Task instructions -
a) List the column names from the user table that the Phabricator task on database dumps describes as not private.
b) Reproduce the passage of the Phabricator task on database dumps from "Page MenuHomePhabricator" up to and including "be safely exposed.".

***** Excerpted passage *****

Page MenuHomePhabricator

Create SQL dumps for certain database tables, partial if necessary (tracking)
Closed, DeclinedPublic

Description

Currently the database dumps are configured to skip certain tables altogether due to privacy concerns. For example, the user table is marked private entirely.

The user table contains a number of columns that are not private (e.g., user_id, user_name, user_registration, user_editcount). These should be publicly dumped.

The same is true for the ipblocks table, which has a lot of columns that can be safely exposed.

There may be other tables that can be safely exposed, I haven't done a full audit.

Main page on the topic, with use cases: https://www.mediawiki.org/wiki/Research_Data_Proposals


Version: unspecified
Severity: enhancement
URL: http://dumps.wikimedia.org/backup-index.html

Details

Reference
bz25602

Event Timeline

bzimport raised the priority of this task from to Lowest.Nov 21 2014, 11:11 PM
bzimport set Reference to bz25602.

matthew.britton wrote:

(In reply to comment #0)

The user table contains a number of columns that are not private (e.g.,
user_id, user_name, user_registration, user_editcount). These should be
publicly dumped.

***** Dataset *****

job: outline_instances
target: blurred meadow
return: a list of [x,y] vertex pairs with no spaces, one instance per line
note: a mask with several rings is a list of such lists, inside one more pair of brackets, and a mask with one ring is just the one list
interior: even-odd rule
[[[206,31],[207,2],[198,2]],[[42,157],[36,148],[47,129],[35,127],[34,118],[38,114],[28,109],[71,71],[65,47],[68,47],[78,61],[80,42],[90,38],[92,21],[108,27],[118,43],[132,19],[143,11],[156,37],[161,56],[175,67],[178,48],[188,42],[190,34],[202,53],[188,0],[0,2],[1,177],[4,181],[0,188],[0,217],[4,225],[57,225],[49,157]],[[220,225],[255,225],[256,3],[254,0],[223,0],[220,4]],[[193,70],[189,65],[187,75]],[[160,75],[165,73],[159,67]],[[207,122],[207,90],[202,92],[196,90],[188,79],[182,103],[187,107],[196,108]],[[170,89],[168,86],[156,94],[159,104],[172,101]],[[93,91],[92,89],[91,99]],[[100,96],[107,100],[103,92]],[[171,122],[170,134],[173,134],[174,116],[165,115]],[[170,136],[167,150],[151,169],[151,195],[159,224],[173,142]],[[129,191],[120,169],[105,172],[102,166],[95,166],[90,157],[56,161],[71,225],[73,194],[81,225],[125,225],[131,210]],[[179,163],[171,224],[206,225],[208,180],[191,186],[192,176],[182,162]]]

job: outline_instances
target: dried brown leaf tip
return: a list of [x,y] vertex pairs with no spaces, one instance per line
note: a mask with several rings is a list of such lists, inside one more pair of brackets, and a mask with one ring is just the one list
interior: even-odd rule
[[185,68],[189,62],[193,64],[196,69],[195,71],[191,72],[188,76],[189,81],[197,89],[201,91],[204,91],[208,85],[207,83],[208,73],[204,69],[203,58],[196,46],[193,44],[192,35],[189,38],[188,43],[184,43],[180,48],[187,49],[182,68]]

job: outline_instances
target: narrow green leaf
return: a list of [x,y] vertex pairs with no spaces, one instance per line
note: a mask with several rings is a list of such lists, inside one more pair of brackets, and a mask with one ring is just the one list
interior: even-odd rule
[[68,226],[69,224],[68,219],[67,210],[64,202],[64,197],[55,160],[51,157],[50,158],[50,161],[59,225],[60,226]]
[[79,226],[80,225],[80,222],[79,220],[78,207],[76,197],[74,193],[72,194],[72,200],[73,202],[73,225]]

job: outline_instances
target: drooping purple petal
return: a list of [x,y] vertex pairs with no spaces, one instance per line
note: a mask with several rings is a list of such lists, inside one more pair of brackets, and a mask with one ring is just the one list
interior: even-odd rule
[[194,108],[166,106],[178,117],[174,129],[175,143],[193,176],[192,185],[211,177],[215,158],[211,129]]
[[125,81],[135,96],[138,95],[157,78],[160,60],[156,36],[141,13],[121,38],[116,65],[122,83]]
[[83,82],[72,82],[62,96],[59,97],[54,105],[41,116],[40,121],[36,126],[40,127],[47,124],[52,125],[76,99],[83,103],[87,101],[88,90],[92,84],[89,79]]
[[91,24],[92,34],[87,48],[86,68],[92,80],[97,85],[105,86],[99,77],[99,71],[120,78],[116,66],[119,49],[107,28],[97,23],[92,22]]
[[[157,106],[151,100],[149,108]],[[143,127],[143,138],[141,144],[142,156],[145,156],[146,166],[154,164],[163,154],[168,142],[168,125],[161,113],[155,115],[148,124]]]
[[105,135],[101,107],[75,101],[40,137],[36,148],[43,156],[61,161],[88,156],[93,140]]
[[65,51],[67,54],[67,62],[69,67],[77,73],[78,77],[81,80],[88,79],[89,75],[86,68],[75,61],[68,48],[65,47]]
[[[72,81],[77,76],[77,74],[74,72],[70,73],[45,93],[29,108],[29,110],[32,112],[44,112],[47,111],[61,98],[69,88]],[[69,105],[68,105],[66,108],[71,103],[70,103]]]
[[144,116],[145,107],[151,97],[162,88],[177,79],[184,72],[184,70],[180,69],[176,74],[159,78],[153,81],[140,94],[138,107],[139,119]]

*****

Solutions for each task -
a)
user_id
user_name
user_registration
user_editcount

b)
Page MenuHomePhabricator

Create SQL dumps for certain database tables, partial if necessary (tracking)
Closed, DeclinedPublic

Description

Currently the database dumps are configured to skip certain tables altogether due to privacy concerns. For example, the user table is marked private entirely.

The user table contains a number of columns that are not private (e.g., user_id, user_name, user_registration, user_editcount). These should be publicly dumped.

The same is true for the ipblocks table, which has a lot of columns that can be safely exposed.